#### Supplied text:
★ ★ ★ ★

Task 10 — Hot-reload registry with atomic.Pointer[map] (A)

Goal. Lock-free reads, atomic full-map swap. Pattern for config that changes occasionally and is read constantly. Readers always see a consistent generation.

Starter.

type Registry struct {
    m atomic.Pointer[map[string]Codec]
}
func New() *Registry                              { /* TODO */ }
func (r *Registry) Get(name string) (Codec, bool) { /* TODO */ }
func (r *Registry) Swap(next map[string]Codec)    { /* TODO */ }

Hints.

  • The swapped-in map is immutable from the registry's point of view. Never write to it after storing.
  • Register(name, c) becomes a load → copy → mutate → CAS loop.
  • This is generational copy-on-write. Cost: O(N) per swap. Read cost: one atomic load.
Reference solution
package codec

import (
    "sort"
    "sync/atomic"
)

type Codec interface { /* same as before */ }

type Registry struct {
    // Senior decision: atomic.Pointer to a map gives lock-free reads
    // and (relatively) cheap full-replacement writes. Readers do ONE
    // atomic load and access a snapshot they own. No partial-update
    // window exists — only complete generations swapped atomically.
    // Same trick the Linux kernel uses for RCU.
    m atomic.Pointer[map[string]Codec]
}

func New() *Registry {
    r := &Registry{}
    empty := map[string]Codec{}
    r.m.Store(&empty)
    return r
}

func (r *Registry) Get(name string) (Codec, bool) {
    snap := r.m.Load()
    if snap == nil { return nil, false }
    c, ok := (*snap)[name]
    return c, ok
}

func (r *Registry) Snapshot() map[string]Codec {
    snap := r.m.Load()
    if snap == nil { return nil }
    return *snap
}

func (r *Registry) Swap(next map[string]Codec) {
    // Senior decision: defensive copy. Even if the caller promises not
    // to mutate `next`, we own it from here on.
    cp := make(map[string]Codec, len(next))
    for k, v := range next { cp[k] = v }
    r.m.Store(&cp)
}

func (r *Registry) Register(name string, c Codec) {
    for {
        old := r.m.Load()
        next := make(map[string]Codec, len(*old)+1)
        for k, v := range *old { next[k] = v }
        next[name] = c
        if r.m.CompareAndSwap(old, &next) { return }
    }
}

func (r *Registry) Names() []string {
    snap := r.Snapshot()
    out := make([]string, 0, len(snap))
    for n := range snap { out = append(out, n) }
    sort.Strings(out)
    return out
}

// Wiring a config-watcher:
//   func Watch(ctx context.Context, r *Registry, path string) {
//       t := time.NewTicker(5 * time.Second); defer t.Stop()

★ ★ ★ ★

#### Set problem:
Answer these from the hot-reload registry exercise:
(a) What per-swap cost and what read cost do the hints give?
(b) According to the comment in the reference solution's Registry struct, which system uses the same trick, and under what name?
(c) At what interval does the ticker in the config-watcher sketch fire?

★ ★ ★ ★

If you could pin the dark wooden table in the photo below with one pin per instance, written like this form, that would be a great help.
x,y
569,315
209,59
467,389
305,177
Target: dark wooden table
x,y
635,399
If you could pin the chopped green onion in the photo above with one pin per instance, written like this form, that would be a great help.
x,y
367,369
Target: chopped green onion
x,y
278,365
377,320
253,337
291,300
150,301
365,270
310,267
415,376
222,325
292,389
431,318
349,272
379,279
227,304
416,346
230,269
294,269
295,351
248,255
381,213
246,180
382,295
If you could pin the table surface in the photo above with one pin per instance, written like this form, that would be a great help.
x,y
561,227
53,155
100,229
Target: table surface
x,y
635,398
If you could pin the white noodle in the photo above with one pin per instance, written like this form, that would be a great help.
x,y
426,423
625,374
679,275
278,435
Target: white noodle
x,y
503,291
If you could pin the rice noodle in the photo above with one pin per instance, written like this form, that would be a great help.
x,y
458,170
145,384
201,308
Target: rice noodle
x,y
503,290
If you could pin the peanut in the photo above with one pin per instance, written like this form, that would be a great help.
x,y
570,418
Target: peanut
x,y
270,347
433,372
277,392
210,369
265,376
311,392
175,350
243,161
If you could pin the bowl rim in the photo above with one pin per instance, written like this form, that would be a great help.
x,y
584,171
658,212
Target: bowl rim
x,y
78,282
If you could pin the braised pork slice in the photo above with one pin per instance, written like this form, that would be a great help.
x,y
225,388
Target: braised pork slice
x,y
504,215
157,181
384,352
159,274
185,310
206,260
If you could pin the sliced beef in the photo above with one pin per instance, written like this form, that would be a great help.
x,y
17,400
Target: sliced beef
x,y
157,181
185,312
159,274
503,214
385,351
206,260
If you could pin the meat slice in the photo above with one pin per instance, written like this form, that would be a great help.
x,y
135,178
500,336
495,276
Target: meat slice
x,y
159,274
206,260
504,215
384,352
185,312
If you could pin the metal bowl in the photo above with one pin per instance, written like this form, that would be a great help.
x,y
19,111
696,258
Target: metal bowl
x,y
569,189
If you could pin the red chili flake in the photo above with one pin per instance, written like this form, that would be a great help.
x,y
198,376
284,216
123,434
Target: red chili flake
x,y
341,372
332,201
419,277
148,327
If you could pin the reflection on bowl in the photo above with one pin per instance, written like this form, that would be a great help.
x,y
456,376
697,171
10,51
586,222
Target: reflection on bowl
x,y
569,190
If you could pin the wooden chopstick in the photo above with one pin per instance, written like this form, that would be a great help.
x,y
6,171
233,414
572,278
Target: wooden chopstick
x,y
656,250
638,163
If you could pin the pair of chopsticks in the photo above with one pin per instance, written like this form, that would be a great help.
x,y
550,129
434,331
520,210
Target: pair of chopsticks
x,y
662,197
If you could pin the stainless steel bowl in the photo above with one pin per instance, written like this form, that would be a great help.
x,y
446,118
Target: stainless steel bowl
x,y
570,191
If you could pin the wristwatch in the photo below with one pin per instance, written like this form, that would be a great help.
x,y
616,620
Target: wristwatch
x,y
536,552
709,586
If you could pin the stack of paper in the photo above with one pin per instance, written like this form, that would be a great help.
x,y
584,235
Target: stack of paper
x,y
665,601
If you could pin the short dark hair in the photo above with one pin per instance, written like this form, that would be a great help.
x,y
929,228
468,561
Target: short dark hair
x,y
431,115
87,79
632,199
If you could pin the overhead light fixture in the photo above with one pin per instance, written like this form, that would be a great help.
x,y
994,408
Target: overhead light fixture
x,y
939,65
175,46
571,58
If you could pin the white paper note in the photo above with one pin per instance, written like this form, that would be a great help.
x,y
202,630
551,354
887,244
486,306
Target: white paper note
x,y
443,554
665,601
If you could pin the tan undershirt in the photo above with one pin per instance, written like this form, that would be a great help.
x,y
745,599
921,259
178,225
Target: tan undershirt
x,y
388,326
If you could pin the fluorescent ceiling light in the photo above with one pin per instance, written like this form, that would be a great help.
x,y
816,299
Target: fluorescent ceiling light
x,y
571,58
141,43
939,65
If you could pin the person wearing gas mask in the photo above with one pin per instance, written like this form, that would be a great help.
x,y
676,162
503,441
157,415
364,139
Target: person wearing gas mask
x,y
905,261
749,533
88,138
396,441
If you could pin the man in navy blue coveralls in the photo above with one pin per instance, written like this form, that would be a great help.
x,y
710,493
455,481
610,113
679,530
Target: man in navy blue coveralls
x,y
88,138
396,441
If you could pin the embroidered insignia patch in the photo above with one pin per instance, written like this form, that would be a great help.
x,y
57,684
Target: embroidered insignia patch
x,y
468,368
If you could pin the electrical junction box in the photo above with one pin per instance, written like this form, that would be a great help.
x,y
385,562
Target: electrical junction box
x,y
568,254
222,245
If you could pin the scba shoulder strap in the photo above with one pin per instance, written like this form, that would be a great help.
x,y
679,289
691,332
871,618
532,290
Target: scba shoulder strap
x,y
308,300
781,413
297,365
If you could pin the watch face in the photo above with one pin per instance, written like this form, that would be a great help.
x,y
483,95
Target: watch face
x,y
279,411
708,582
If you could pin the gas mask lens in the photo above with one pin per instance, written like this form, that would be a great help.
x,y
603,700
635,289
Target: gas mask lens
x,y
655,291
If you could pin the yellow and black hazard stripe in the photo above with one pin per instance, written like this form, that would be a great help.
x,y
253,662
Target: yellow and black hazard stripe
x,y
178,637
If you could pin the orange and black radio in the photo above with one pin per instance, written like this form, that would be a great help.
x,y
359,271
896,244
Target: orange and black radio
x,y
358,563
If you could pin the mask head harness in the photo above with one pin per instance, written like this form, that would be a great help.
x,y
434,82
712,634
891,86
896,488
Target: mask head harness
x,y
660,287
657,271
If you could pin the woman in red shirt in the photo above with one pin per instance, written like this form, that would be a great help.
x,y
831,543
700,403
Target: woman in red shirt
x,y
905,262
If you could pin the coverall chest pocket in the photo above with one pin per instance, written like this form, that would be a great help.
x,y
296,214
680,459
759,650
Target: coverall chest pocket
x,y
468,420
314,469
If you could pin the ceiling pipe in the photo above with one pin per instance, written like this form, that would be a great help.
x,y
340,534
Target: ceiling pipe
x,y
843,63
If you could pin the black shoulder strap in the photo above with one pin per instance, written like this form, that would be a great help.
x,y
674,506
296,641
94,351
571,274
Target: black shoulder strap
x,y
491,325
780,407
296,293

★ ★ ★ ★

#### Answer to this exercise:
(a) O(N) per swap, and one atomic load per read.
(b) The Linux kernel, for RCU.
(c) Every 5 seconds.